# Work to be completed
Please rewrite the material below with every "positive clicks" changed to "foreground clicks" and nothing else altered. Leave the pictures out of your answer.

Start of Materials provided

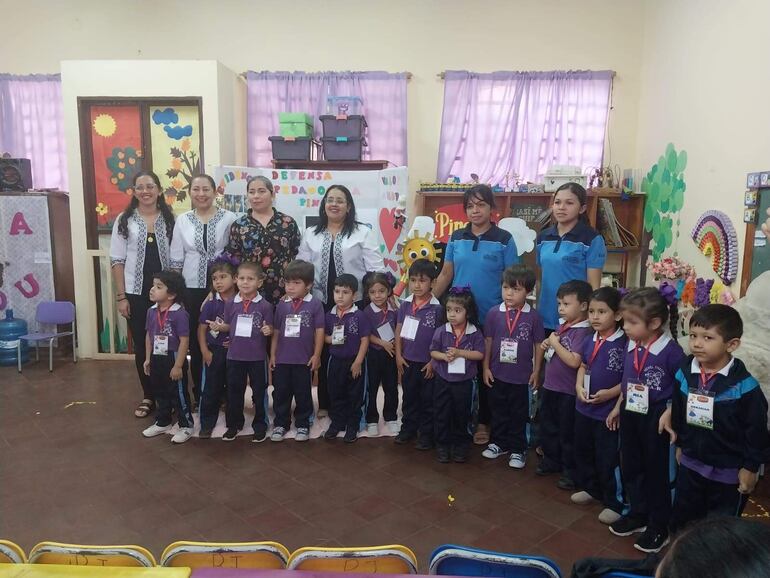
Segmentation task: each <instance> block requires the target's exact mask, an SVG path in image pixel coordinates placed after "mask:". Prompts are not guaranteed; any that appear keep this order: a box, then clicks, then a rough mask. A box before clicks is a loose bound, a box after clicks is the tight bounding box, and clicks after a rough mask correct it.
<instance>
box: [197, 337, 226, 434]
mask: <svg viewBox="0 0 770 578" xmlns="http://www.w3.org/2000/svg"><path fill="white" fill-rule="evenodd" d="M190 343H192V339H191V340H190ZM208 347H209V350H210V351H211V355H212V359H211V363H210V364H209V365H206V364H205V363H204V364H203V369H202V370H201V398H200V416H201V429H202V430H211V429H214V426H215V425H217V418H218V417H219V405H220V404H221V403H222V397H223V396H224V394H225V383H226V378H227V349H225V348H224V347H223V346H221V345H211V344H209V346H208Z"/></svg>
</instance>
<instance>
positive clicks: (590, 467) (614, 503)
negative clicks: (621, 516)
mask: <svg viewBox="0 0 770 578" xmlns="http://www.w3.org/2000/svg"><path fill="white" fill-rule="evenodd" d="M619 452H620V438H619V436H618V432H617V431H610V430H609V429H607V424H606V423H605V422H604V420H601V421H600V420H597V419H591V418H590V417H588V416H585V415H583V414H582V413H580V412H579V411H575V483H576V484H577V487H578V488H580V489H581V490H583V491H585V492H588V493H589V494H591V497H593V498H594V499H596V500H599V501H600V502H601V503H602V504H604V506H605V507H606V508H609V509H611V510H614V511H615V512H617V513H618V514H622V513H623V488H622V484H621V481H620V460H619V457H618V454H619Z"/></svg>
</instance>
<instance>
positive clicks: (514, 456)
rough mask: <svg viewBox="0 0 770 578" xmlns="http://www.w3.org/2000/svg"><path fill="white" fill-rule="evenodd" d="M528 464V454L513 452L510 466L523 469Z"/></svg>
mask: <svg viewBox="0 0 770 578" xmlns="http://www.w3.org/2000/svg"><path fill="white" fill-rule="evenodd" d="M526 465H527V454H511V457H510V459H509V460H508V466H509V467H511V468H513V469H514V470H523V469H524V466H526Z"/></svg>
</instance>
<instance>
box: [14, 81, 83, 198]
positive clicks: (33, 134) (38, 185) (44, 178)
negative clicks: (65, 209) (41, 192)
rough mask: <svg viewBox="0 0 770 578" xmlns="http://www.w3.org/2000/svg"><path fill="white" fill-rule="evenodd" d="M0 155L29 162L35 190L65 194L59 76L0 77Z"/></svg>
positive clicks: (66, 175) (64, 154)
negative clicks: (25, 159) (23, 160)
mask: <svg viewBox="0 0 770 578" xmlns="http://www.w3.org/2000/svg"><path fill="white" fill-rule="evenodd" d="M0 152H8V153H10V154H11V156H12V157H14V158H27V159H30V161H31V163H32V180H33V184H34V187H35V188H37V189H48V188H51V189H59V190H62V191H68V190H69V187H68V181H67V154H66V149H65V146H64V122H63V115H62V97H61V76H60V75H59V74H32V75H29V76H17V75H13V74H0Z"/></svg>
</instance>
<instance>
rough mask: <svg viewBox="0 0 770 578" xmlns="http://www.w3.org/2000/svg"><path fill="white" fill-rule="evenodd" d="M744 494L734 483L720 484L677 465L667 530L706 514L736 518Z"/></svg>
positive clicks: (738, 511) (743, 498)
mask: <svg viewBox="0 0 770 578" xmlns="http://www.w3.org/2000/svg"><path fill="white" fill-rule="evenodd" d="M747 501H748V496H747V495H745V494H741V493H740V492H738V484H723V483H722V482H715V481H713V480H709V479H708V478H704V477H703V476H702V475H700V474H699V473H698V472H696V471H693V470H691V469H690V468H688V467H685V466H679V468H678V469H677V474H676V491H675V492H674V507H673V511H672V513H671V530H672V532H678V531H679V530H683V529H684V528H685V527H686V526H687V524H689V523H690V522H694V521H695V520H700V519H701V518H706V517H710V516H733V517H740V515H741V514H742V513H743V508H744V507H745V506H746V502H747Z"/></svg>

End of Materials provided

# Final answer
Segmentation task: each <instance> block requires the target's exact mask, an SVG path in image pixel coordinates placed after "mask:". Prompts are not guaranteed; any that appear keep this order: a box, then clicks, then a rough mask. A box before clicks is a loose bound, a box after clicks is the tight bounding box, and clicks after a rough mask correct it.
<instance>
box: [197, 337, 226, 434]
mask: <svg viewBox="0 0 770 578" xmlns="http://www.w3.org/2000/svg"><path fill="white" fill-rule="evenodd" d="M190 343H192V339H191V340H190ZM208 347H209V350H210V351H211V355H212V359H211V363H210V364H209V365H206V364H205V363H204V364H203V369H202V370H201V398H200V416H201V429H202V430H211V429H214V426H215V425H217V418H218V417H219V405H220V404H221V403H222V397H223V396H224V394H225V383H226V378H227V349H225V348H224V347H223V346H221V345H211V344H209V346H208Z"/></svg>
</instance>
<instance>
foreground clicks: (590, 467) (614, 503)
negative clicks: (621, 516)
mask: <svg viewBox="0 0 770 578" xmlns="http://www.w3.org/2000/svg"><path fill="white" fill-rule="evenodd" d="M619 452H620V438H619V436H618V432H617V431H610V430H609V429H607V424H606V423H605V422H604V420H601V421H600V420H597V419H591V418H590V417H588V416H585V415H583V414H582V413H580V412H579V411H575V483H576V484H577V487H578V488H580V489H581V490H583V491H585V492H588V493H589V494H591V497H593V498H594V499H596V500H599V501H600V502H601V503H602V504H604V506H605V507H606V508H609V509H611V510H614V511H615V512H617V513H618V514H622V513H623V488H622V484H621V481H620V460H619V457H618V454H619Z"/></svg>
</instance>
<instance>
foreground clicks: (514, 456)
rough mask: <svg viewBox="0 0 770 578" xmlns="http://www.w3.org/2000/svg"><path fill="white" fill-rule="evenodd" d="M528 464V454L513 452L510 466L523 469Z"/></svg>
mask: <svg viewBox="0 0 770 578" xmlns="http://www.w3.org/2000/svg"><path fill="white" fill-rule="evenodd" d="M526 465H527V454H511V457H510V459H509V460H508V466H509V467H511V468H513V469H514V470H523V469H524V466H526Z"/></svg>
</instance>
<instance>
box: [14, 81, 83, 198]
foreground clicks: (33, 134) (38, 185) (44, 178)
negative clicks: (65, 209) (41, 192)
rough mask: <svg viewBox="0 0 770 578" xmlns="http://www.w3.org/2000/svg"><path fill="white" fill-rule="evenodd" d="M0 155L29 162L35 190L65 194L59 76L0 77Z"/></svg>
foreground clicks: (66, 175) (64, 154)
negative clicks: (25, 159) (23, 160)
mask: <svg viewBox="0 0 770 578" xmlns="http://www.w3.org/2000/svg"><path fill="white" fill-rule="evenodd" d="M0 152H8V153H10V154H11V156H12V157H14V158H27V159H30V161H31V163H32V180H33V184H34V187H35V188H37V189H48V188H51V189H59V190H62V191H68V190H69V187H68V181H67V154H66V149H65V146H64V122H63V115H62V97H61V76H60V75H59V74H32V75H29V76H17V75H13V74H0Z"/></svg>
</instance>
<instance>
rough mask: <svg viewBox="0 0 770 578" xmlns="http://www.w3.org/2000/svg"><path fill="white" fill-rule="evenodd" d="M744 494L734 483L720 484L677 465L667 530L706 514L736 518Z"/></svg>
foreground clicks: (738, 511) (743, 498)
mask: <svg viewBox="0 0 770 578" xmlns="http://www.w3.org/2000/svg"><path fill="white" fill-rule="evenodd" d="M747 501H748V496H747V495H745V494H741V493H740V492H738V484H723V483H722V482H715V481H713V480H709V479H708V478H704V477H703V476H702V475H700V474H699V473H698V472H696V471H693V470H691V469H690V468H688V467H685V466H679V468H678V469H677V474H676V491H675V492H674V507H673V511H672V513H671V530H672V532H678V531H679V530H683V529H684V528H685V527H686V526H687V524H689V523H690V522H694V521H695V520H700V519H701V518H706V517H710V516H733V517H740V515H741V514H742V513H743V508H744V507H745V506H746V502H747Z"/></svg>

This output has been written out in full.